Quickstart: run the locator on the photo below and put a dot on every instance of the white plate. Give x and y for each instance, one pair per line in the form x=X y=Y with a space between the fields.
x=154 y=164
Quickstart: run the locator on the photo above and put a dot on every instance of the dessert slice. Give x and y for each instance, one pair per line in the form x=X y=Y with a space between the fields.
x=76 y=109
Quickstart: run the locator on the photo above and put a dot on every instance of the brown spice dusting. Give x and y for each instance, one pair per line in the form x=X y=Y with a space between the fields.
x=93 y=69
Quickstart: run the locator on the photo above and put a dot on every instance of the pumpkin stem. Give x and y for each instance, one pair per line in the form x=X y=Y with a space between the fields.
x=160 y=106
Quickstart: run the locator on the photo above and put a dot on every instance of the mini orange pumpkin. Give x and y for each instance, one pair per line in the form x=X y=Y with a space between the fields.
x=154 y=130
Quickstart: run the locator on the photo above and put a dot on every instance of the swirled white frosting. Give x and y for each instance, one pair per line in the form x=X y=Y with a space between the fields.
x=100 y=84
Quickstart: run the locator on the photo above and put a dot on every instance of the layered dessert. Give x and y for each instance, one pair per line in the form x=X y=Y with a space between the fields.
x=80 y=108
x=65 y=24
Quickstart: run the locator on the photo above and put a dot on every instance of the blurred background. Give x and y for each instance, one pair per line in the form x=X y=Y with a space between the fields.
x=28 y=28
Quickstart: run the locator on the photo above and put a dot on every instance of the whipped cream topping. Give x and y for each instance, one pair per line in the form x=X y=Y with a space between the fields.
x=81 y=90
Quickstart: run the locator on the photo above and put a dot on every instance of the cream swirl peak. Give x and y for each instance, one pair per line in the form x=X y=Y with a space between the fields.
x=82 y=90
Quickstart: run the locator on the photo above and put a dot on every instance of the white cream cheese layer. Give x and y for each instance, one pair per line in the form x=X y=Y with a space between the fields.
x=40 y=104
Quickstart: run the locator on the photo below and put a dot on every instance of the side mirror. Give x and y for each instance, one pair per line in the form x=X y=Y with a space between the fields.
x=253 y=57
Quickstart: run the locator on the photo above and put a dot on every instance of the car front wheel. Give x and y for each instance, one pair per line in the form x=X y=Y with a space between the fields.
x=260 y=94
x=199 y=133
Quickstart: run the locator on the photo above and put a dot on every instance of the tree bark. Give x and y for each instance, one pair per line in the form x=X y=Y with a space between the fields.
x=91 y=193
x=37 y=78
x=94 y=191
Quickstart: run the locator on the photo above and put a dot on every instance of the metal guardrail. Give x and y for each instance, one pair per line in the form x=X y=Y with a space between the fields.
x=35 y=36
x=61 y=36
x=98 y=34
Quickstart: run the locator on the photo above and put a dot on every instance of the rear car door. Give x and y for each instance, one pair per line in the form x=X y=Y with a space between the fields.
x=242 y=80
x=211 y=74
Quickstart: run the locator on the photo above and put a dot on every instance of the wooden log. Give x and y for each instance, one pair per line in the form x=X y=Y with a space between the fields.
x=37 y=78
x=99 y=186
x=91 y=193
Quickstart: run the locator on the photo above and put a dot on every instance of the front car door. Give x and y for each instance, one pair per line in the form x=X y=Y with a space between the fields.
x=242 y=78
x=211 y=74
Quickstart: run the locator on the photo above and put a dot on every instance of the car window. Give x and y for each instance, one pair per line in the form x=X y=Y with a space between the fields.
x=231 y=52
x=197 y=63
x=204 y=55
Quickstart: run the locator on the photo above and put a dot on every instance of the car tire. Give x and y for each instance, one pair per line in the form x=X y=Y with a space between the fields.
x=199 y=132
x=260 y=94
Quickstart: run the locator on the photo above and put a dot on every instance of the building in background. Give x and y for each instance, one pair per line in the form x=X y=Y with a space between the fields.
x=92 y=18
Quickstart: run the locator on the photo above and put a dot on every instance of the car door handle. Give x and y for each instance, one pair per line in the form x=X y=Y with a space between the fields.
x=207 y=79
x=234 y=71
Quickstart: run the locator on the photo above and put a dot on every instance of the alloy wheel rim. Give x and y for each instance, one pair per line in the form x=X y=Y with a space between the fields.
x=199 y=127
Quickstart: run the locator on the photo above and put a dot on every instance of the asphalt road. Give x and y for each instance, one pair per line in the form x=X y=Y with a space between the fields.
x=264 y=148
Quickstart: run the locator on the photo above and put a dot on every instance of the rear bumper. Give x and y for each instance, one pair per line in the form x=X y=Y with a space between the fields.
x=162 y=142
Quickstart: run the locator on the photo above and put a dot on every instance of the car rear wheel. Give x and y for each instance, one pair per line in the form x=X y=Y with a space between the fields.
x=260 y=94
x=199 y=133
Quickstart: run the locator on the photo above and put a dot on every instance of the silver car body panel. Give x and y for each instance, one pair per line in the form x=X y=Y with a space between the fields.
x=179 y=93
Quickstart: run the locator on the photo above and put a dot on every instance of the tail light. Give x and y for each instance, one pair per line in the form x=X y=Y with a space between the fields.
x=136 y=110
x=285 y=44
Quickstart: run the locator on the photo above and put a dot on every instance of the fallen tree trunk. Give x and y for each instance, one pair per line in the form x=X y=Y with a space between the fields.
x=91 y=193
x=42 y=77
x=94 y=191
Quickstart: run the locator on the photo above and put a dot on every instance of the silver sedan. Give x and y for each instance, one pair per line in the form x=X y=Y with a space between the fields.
━━━━━━
## WHAT THE TASK REQUIRES
The records above need to be retyped in full, exactly as given.

## TASK SOLUTION
Quickstart: run the locator on the photo below and put a dot on every instance of the white plate. Give x and y for each instance, one pair per line in the form x=X y=Y with a space between the fields.
x=154 y=164
Quickstart: run the locator on the photo above and put a dot on every instance of the dessert slice. Give x and y for each instance, one pair per line in the form x=X y=Y with a space between the fields.
x=76 y=109
Quickstart: run the locator on the photo above and put a dot on every instance of the brown spice dusting. Give x and y for each instance, one pair per line in the form x=X y=Y with a space between the fields.
x=93 y=69
Quickstart: run the locator on the photo above and put a dot on every instance of the pumpkin stem. Give x and y for each instance, one pair per line in the form x=X y=Y with a space between the fields.
x=160 y=106
Quickstart: run the locator on the photo above and put a dot on every instance of the mini orange pumpkin. Give x and y for each instance, one pair per line in the form x=X y=Y with a space between the fields.
x=154 y=130
Quickstart: run the locator on the photo above and put a dot on every instance of the swirled white frosting. Give x and y for each instance, one pair per line in the form x=X y=Y with a space between the fields.
x=100 y=84
Quickstart: run the locator on the photo above and put a dot on every instance of the layered dessert. Give x and y for each instance, one pair per line in the form x=X y=Y with a space between the fields.
x=80 y=108
x=65 y=24
Quickstart: run the locator on the photo above and put a dot on every instance of the blurred background. Give x and y for each instance, one pair per line in the form x=X y=Y with a space between the fields.
x=28 y=28
Quickstart: run the locator on the photo above and put a dot on every instance of the whipped cream topping. Give x and y for each instance, one pair per line in the form x=X y=Y with a space between the fields.
x=81 y=90
Quickstart: run the locator on the photo above and put a dot on every instance of the cream swirl peak. Give x and y for each instance, one pair per line in the form x=X y=Y with a space between the fields.
x=82 y=90
Quickstart: run the locator on the photo above and put a dot on every instance of the white cream cheese layer. Give x and y for each instance, one pair per line in the form x=X y=Y with a space between the fields.
x=40 y=104
Quickstart: run the locator on the photo below and put a dot on every instance of the side mirror. Give x and y for each instance, one pair per line in the form x=X y=Y with a space between the fields.
x=253 y=57
Quickstart: run the locator on the photo above and put a dot on every instance of the car front wheel. Give x and y for each instance, one pair per line in the form x=X y=Y with a space between the fields.
x=260 y=94
x=199 y=133
Quickstart: run the locator on the photo above and put a dot on every instance of the tree bark. Give x and y for each instance, one pair per line in the form x=X y=Y with a space between the fields.
x=91 y=193
x=37 y=78
x=94 y=191
Quickstart: run the locator on the photo above and put a dot on every instance of the metal guardrail. Give x and y for each instance, one pair per line in the form x=X y=Y with a space between the fields.
x=35 y=36
x=61 y=36
x=98 y=34
Quickstart: run the locator on the photo above and put a dot on every instance of the rear car door. Give x and y for each instance, one pair per line in the form x=X y=Y with a space between the fields.
x=242 y=80
x=211 y=74
Quickstart: run the locator on the photo above and put a dot on every instance of the wooden log. Give x and y for each instance, one pair per line in the form x=X y=Y with a space between the fields.
x=37 y=78
x=99 y=186
x=91 y=193
Quickstart: run the locator on the photo above and put a dot on every instance of the front car door. Give x and y for each instance, one pair per line in the form x=X y=Y with a space between the fields.
x=242 y=78
x=211 y=74
Quickstart: run the locator on the photo above and put a dot on every instance of the car window. Give x and y for each instance, one pair per line in the form x=X y=Y with a space between the fields.
x=231 y=52
x=197 y=63
x=204 y=55
Quickstart: run the locator on the photo above and put a dot on every instance of the car tire. Give x and y for each instance, one pair per line in the form x=X y=Y with a space between the fields.
x=199 y=132
x=260 y=94
Quickstart: run the locator on the photo above and put a dot on every instance of the building in background. Give x and y for each instance, one pair per line in the form x=X y=Y with a space between the fields.
x=92 y=18
Quickstart: run the locator on the photo above and put a dot on every instance of the car door handle. Give x and y for each instance, one pair per line in the form x=X y=Y with a space between the fields.
x=207 y=79
x=234 y=71
Quickstart: run the locator on the photo above and put a dot on every instance of the alloy wheel rim. Give x and y for each instance, one pair per line in the form x=X y=Y with a space between the fields.
x=199 y=127
Quickstart: run the locator on the photo above and put a dot on every instance of the asphalt road. Give x and y for each instance, one pair per line in the form x=X y=Y with a space between the fields.
x=264 y=148
Quickstart: run the locator on the photo above and put a dot on every instance of the rear bumper. Give x and y for each instance, one pair per line in the form x=X y=Y with a space between the fields.
x=162 y=142
Quickstart: run the locator on the photo above and put a dot on every instance of the car rear wheel. Give x and y for each instance, one pair per line in the form x=X y=Y with a space between the fields.
x=260 y=94
x=199 y=133
Quickstart: run the locator on the photo above and put a dot on every instance of the silver car body panel. Give x and y for each instance, one pair per line in the form x=X y=Y with a space between the fields.
x=179 y=93
Quickstart: run the locator on the photo above and put a dot on every instance of the tail light. Give x and y for each instance, one pair per line in the form x=X y=Y with a space between the fields.
x=136 y=110
x=285 y=44
Quickstart: run the locator on the photo above and put a dot on every instance of the fallen tree trunk. Give x and y for each instance, one pair per line in the form x=X y=Y with a space between the fields.
x=91 y=193
x=42 y=77
x=94 y=191
Quickstart: run the locator on the photo above and put a dot on every instance of the silver sedan. Give x and y for each instance, one pair per line in the form x=X y=Y with a space between the fields.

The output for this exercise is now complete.